◆ **TEXT SEGMENT**:
RFR:JDK-8032051:"ZonedDateTime" class "parse" method fails with short time zone offset ("+01")

Mon Feb 29 18:59:15 UTC 2016

I'm happy to go back to the spec I proposed before. That spec would
determine colons dynamically only for pattern HH. Otherwise, it would
use the presence/absence of a colon in the pattern as the signal. That
would deal with the ISO-8601 problem and resolve the original issue
(as ISO_OFFSET_DATE_TIME uses HH:MM:ss, which would leniently parse
using colons).

Writing the spec wording is not easy however. I had:

When parsing in lenient mode, only the hours are mandatory - minutes
and seconds are optional. The colons are required if the specified
pattern contains a colon. If the specified pattern is "+HH", the
presence of colons is determined by whether the character after the
hour digits is a colon or not. If the offset cannot be parsed then an
exception is thrown unless the section of the formatter is optional.

which isn't too bad but alternatives are possible.

Stephen

On 29 February 2016 at 15:52, Roger Riggs <Roger.Riggs at oracle.com> wrote:
> Hi Stephen,
>
> As a fix for the original issue[1], not correctly parsing a ISO defined
> offset, the use of lenient
> was a convenient implementation technique (hack).  But with the expanded
> definition of lenient,
> it will allow many forms of the offset that are not allowed by the ISO
> specification
> and should not be accepted forDateTimeFormatter. ISO_OFFSET_DATE_TIME.
> In particular, ISO requires the ":" to separate the minutes.
> I'm not sure how to correctly fix the original issue with the new
> specification of lenient offset
> parsing without introducing some more specific implementation information.
>
>
> WRT the lenient parsing mode for appendOffset:
>
> I was considering that the subfields of the offset were to be treated
> leniently but it seems
> you were treating the entire offset field and text as the unit to be treated
> leniently.
> The spec for lenient parsing would be clearer if it were specified as
> allowing any
> of the patterns of appendOffset.  The current wording around the character
> after the hour
> may be confusing.
>
> In the specification of appendOffset(pattern, noOffsetText) how about:
>
> "When parsing in lenient mode, the longest valid pattern that matches the
> input is used. Only the hours are mandatory, minutes  and seconds are
> optional."
>
> Roger
>
>
> [1] https://bugs.openjdk.java.net/browse/JDK-8032051
>
>
>
>
>
> On 2/26/2016 1:10 PM, Stephen Colebourne wrote:
>>
>> It is important to also consider the case where the user wants to
>> format using HH:MM but parse seconds if they are provided.

◆ **SHORT TASK A**: Begin at the line of the records that contains "Worksheet item 7: Locate every instance of the woven" and write out every line through the end of the records, requests included. Multiply each bounding-box coordinate in the answers by 1.15 and round it to a whole number, with halves rounded up.
The offset-parsing thread above has no connection to the records.

Image entries for named regions:
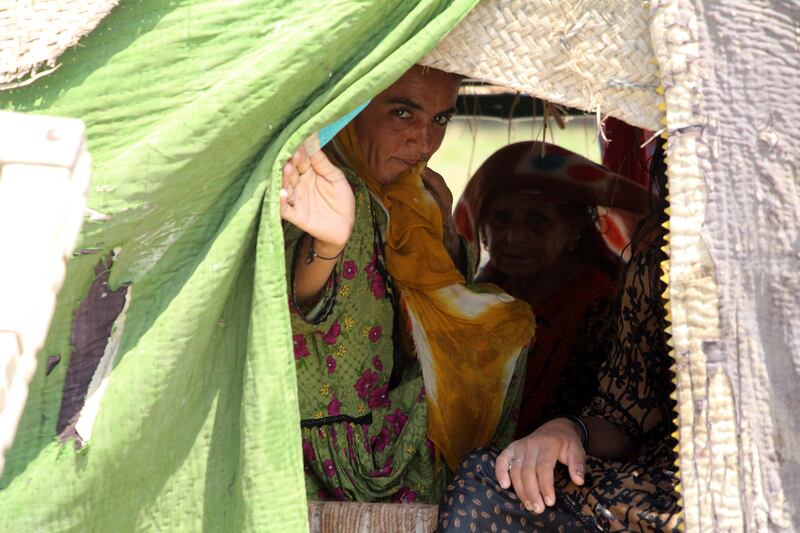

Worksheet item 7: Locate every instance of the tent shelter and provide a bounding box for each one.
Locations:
[0,0,800,531]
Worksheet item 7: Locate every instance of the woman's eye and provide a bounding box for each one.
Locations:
[527,213,550,229]
[433,115,453,126]
[492,211,511,226]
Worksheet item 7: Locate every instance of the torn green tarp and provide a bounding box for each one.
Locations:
[0,0,476,532]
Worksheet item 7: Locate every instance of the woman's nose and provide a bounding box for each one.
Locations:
[409,120,433,154]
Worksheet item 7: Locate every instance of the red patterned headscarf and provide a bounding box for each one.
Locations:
[454,141,648,262]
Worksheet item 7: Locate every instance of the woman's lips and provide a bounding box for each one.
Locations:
[394,157,419,168]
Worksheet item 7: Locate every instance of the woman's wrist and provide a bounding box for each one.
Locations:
[562,415,589,449]
[312,237,347,257]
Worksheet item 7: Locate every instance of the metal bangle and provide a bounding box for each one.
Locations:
[564,415,589,450]
[306,237,344,265]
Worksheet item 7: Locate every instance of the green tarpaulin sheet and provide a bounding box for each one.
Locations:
[0,0,476,532]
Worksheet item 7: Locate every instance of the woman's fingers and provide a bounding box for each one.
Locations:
[292,144,311,176]
[508,459,532,510]
[522,460,544,514]
[494,442,514,489]
[281,161,300,191]
[536,455,556,506]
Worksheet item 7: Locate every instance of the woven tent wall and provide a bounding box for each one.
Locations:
[420,0,663,130]
[0,0,119,89]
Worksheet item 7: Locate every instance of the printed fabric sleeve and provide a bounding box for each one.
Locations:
[583,240,671,444]
[284,223,344,334]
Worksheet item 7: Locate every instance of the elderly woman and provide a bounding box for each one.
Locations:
[439,142,681,532]
[456,141,647,437]
[281,67,533,501]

◆ **SHORT TASK B**:
Answer these questions from the offset-parsing thread:
(i) In the spec Stephen proposed before, for which pattern would colons be determined dynamically?
(ii) According to Roger, what does ISO require the ":" to do?
(iii) Which formatter does Stephen say uses HH:MM:ss?

◆ **WRITTEN RESPONSE A**:
Worksheet item 7: Locate every instance of the woven tent wall and provide a bounding box for each one.
Locations:
[483,0,762,150]
[0,0,137,102]
Worksheet item 7: Locate every instance of the printed fabric sleeve and provide a bounding box for each one.
Locations:
[670,276,772,511]
[327,256,396,384]
Worksheet item 7: Locate every instance of the elderly woman and provide a bounding box for each one.
Locations:
[505,163,783,612]
[524,162,744,503]
[323,77,613,576]

◆ **WRITTEN RESPONSE B**:
(i) HH
(ii) Separate the minutes
(iii) ISO_OFFSET_DATE_TIME